Records of labeled boxes:
★ ★ ★ ★ ★ ★ ★
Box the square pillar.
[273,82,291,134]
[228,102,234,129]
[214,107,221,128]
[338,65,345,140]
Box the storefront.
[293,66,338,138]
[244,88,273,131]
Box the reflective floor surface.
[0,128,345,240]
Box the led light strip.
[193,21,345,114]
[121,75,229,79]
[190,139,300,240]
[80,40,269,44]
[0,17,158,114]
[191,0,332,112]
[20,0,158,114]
★ ★ ★ ★ ★ ★ ★
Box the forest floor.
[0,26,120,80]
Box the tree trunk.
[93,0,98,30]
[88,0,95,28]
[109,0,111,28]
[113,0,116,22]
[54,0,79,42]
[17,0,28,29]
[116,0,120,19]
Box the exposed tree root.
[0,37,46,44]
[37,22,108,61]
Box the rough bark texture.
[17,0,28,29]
★ ★ ★ ★ ★ ★ ★
**The problem**
Please count the lines of the material above that contain the word "tree", and give only that number.

**The output**
2